(TEXT FOR ANALYSIS):
────────────────────────────────────────

Preliminary experiments have demonstrated that 40-Hz visual-auditory stimulation can effectively improve motor function in stroke-afflicted mice. The underlying mechanism involves the restructuring of the brain’s neural network. The brain’s neural network comprises functional networks, reflecting the brain’s activity during rest or various states, and structural networks, represented by neural fibers within the brain. In 2016, the Human Connectome Project (HCP), funded by the National Institutes of Health (NIH) in the USA, established the Human Connectome Project Multimodal Parcellation (HCP-MMP1) [32]. This achievement produced a neural map that integrates both brain anatomical structure and brain function.

In previous research, our team utilized advanced neuroimaging techniques and, following the HCP parcellation method, integrated structural and functional neural networks to create multimodal fusion images that depict brain functionality. This approach combines structural, functional, and connectivity patterns, allowing for a more precise and personalized analysis of changes in brain neural networks. It is important to note that endogenous neural repair mechanisms are initiated within hours after a stroke occurs, reaching their peak at around 10 weeks and then gradually slowing down, eventually entering a plateau phase after 3 months [33]. This underscores the critical importance of the acute-phase post-stroke period for neural function protection and remodeling.

Based on this, our project aims to prospectively include patients with post-stroke upper limb motor impairment. We will employ 40-Hz visual-auditory stimulation to induce gamma oscillations and explore its effects on improving limb function. Simultaneously, we will investigate evidence of enhanced neuroplasticity within the brain’s neural circuits, connectivity, and cerebral blood flow. This approach will help us unravel the relationship between gamma oscillations and the remodeling of the brain’s neural networks. This non-invasive neuromodulation method, the 40-Hz visual-auditory stimulation, will provide a theoretical foundation for its application in acute-phase post-stroke upper limb rehabilitation. Furthermore, it will pave the way for innovative approaches in the large-scale clinical application of this neuromodulation method in the field of stroke recovery.

Trial status

This trial has been registered in the Chinese Clinical Trial (ChiCTR2300076579) on October 12, 2023, after approval of the Ethics Community of Shanghai Seventh People’s Hospital, Shanghai University of Traditional Chinese Medicine (2023-7th-HIRB-027) on May 8th, 2023. The inclusion began on October 15, 2023, and 2 patients in the treatment group have been included. Inclusion will be continued until the end of 2024, and the follow-up will be finished till 2024. The current trial protocol version is 1.0, and the informed consent version is 2.0.

────────────────────────────────────────

(DATA EXCERPTS):

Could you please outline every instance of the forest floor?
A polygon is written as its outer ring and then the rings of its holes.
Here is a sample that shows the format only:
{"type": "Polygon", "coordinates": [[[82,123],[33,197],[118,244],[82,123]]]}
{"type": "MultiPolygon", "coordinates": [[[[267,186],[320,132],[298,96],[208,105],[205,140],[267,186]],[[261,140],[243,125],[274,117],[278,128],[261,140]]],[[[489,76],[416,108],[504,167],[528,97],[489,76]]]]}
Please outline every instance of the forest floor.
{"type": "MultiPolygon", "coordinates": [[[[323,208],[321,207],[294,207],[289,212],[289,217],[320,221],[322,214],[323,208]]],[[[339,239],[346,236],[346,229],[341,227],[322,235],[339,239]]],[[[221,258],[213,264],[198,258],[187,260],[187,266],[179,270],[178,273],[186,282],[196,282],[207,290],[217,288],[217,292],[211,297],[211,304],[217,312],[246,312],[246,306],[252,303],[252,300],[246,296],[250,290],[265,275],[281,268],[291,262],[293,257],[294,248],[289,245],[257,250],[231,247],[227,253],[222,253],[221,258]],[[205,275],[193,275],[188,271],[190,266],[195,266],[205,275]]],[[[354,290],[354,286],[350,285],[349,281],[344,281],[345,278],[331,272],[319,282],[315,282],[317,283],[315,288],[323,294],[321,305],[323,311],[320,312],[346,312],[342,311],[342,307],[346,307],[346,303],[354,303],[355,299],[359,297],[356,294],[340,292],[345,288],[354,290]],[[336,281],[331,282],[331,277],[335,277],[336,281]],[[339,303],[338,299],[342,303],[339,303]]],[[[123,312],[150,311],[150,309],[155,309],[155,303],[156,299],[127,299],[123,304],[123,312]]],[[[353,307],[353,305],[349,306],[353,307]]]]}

────────────────────────────────────────

(PARTS OF THE EXERCISE):
1) Reproduce the portion of the stroke trial text starting with "In previous research, our" and going on through "protection and remodeling.", character for character.
2) Condense the paragraph of the stroke trial text that begins "Based on this, our project aims" into a bulleted list of its main points.

(ANSWERS):
1)
In previous research, our team utilized advanced neuroimaging techniques and, following the HCP parcellation method, integrated structural and functional neural networks to create multimodal fusion images that depict brain functionality. This approach combines structural, functional, and connectivity patterns, allowing for a more precise and personalized analysis of changes in brain neural networks. It is important to note that endogenous neural repair mechanisms are initiated within hours after a stroke occurs, reaching their peak at around 10 weeks and then gradually slowing down, eventually entering a plateau phase after 3 months [33]. This underscores the critical importance of the acute-phase post-stroke period for neural function protection and remodeling.

2)
- The project will prospectively include patients with upper limb motor impairment after stroke.
- It will use 40-Hz visual-auditory stimulation to induce gamma oscillations and explore the effect on limb function.
- It will also look for evidence of enhanced neuroplasticity in the brain's neural circuits, connectivity, and cerebral blood flow. The aim is to clarify how gamma oscillations relate to the remodeling of the brain's neural networks.
- The work is meant to provide a theoretical foundation for using this non-invasive neuromodulation method in acute-phase post-stroke upper limb rehabilitation.
- It is also meant to open the way for large-scale clinical application of the method in stroke recovery.